Può spiegare meglio?
Non bisogna pensare né di essere migliori di quello che si è, né peggiori. Ma così come siamo. Questo realismo potrebbe sembrare una cosa ordinaria, banale, invece è molto più difficile di quanto sembri. Riconoscersi fino in fondo piccoli, peccatori, riconoscere quanto si è lontani da Dio, ma senza disperare, senza ripiegarsi su di sé.

Ora siete al Monastero in Monte: perché dice che è una chiamata a tornare alla fonte?
Se le nostre opere, come la presenza in città, la liturgia nella Basilica, i prodotti del lavoro, le iniziative culturali, cioè tutti i modi con cui trasmettiamo al mondo i frutti della nostra preghiera... se ora queste opere, per via del terremoto, sono ridotte, forse vuol dire che dobbiamo tornare alla sorgente della nostra vita spirituale, che è fatta di preghiera, contemplazione, silenzio, solitudine. Così, e solo così, saremo certi che riprenderà a sgorgare l’acqua per tutti. Siamo chiamati a essere sempre più consapevoli che la nostra vita non ci appartiene, vogliamo capire quale è la volontà di Dio per noi. Lui ha deviato il nostro cammino, cementandolo sulla montagna.

- Voci fornite -
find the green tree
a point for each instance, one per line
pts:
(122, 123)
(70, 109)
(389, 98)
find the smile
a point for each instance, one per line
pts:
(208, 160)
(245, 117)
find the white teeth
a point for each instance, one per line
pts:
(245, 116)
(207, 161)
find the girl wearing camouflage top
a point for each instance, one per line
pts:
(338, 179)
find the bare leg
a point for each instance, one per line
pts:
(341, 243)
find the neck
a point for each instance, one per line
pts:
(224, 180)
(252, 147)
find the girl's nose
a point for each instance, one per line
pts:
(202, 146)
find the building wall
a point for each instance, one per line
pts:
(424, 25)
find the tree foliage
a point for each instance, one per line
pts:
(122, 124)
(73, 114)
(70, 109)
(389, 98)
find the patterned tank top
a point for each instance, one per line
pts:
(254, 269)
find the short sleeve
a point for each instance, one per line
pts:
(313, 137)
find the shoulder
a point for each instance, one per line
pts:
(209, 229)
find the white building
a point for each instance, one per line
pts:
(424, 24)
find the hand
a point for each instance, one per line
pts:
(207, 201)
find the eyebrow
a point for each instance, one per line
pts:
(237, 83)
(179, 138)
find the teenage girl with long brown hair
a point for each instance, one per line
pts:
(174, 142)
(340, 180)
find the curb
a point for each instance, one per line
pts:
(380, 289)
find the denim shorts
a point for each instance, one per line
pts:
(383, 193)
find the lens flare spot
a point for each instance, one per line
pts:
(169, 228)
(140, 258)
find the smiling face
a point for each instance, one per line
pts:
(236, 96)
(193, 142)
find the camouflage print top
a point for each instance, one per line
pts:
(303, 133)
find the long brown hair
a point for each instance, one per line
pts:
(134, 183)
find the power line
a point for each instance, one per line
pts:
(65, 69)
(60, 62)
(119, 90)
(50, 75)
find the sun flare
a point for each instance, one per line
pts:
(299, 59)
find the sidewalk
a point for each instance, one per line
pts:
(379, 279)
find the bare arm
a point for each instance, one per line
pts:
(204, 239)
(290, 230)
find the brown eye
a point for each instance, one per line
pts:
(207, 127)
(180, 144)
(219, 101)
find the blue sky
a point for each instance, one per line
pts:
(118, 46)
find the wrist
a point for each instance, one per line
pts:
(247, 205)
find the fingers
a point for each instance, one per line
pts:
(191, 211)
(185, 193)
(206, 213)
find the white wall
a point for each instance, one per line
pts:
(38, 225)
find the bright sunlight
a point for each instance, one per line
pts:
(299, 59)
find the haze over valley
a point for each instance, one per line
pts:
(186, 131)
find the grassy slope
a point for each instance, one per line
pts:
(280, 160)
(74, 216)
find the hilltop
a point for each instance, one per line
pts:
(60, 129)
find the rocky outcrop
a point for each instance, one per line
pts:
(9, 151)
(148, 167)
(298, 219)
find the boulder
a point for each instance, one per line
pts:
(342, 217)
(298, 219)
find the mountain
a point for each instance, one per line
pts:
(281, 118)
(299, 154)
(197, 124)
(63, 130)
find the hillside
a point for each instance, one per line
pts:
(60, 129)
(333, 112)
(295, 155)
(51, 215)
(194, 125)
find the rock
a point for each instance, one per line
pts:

- Sul compito -
Riscrivi l'estratto da "Può spiegare meglio?" a "ripiegarsi su di sé.", mettendo "senso della realtà" al posto di "realismo".

- Risultato qui sotto -
Può spiegare meglio?
Non bisogna pensare né di essere migliori di quello che si è, né peggiori. Ma così come siamo. Questo senso della realtà potrebbe sembrare una cosa ordinaria, banale, invece è molto più difficile di quanto sembri. Riconoscersi fino in fondo piccoli, peccatori, riconoscere quanto si è lontani da Dio, ma senza disperare, senza ripiegarsi su di sé.